>> START Quoted passage

New cars have gotten very expensive in recent years, putting the squeeze on the budgets of many consumers. Seven-year loans have become common, and monthly payments now average close to $800.
As the purchase price of a new car rises, so does interest in leasing. Once the exclusive purview of businesses and wealthy new-vehicle shoppers, leasing is being given a second look by mainstream consumers, this largely due to the relatively low monthly payments associated with a typical lease contract. But, what is a lease? Does leasing really save car shoppers money? And what is the downside of leasing? Read on…
What is an Auto lease?
What is leasing?
An auto lease is a contract that allows shoppers to use a vehicle for a set period of time (generally 24-48 months) in exchange for monthly payments, without owning the car at the end of the contract term.
How does leasing work?
As opposed to purchasing the vehicle in question, lessees essentially rent the vehicle from the manufacturer or leasing company (often the same banks which issue auto loans) for the lease term. Most leases call for a down payment (called a capitalized cost reduction) plus monthly payments that cover the expected depreciation on the vehicle during the contract term.
The expected depreciation cost is subject to interest, which is referred to in lease contracts as the “money factor.” Money-factor rates typically mirror new-car-loan interest rates. Depending on the state in which the lease contract originates, the lessee may have to sales tax on part–or all–of the negotiated price of the vehicle being leased.

>> END Quoted passage
>> START Data excerpt

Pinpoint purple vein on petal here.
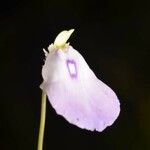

>> END Data excerpt

## What is needed
Reproduce the auto leasing article between "What is leasing?" and "of the contract term.", inclusive, changing "contract" to "agreement" throughout.

## Expected output
What is leasing?
An auto lease is a agreement that allows shoppers to use a vehicle for a set period of time (generally 24-48 months) in exchange for monthly payments, without owning the car at the end of the agreement term.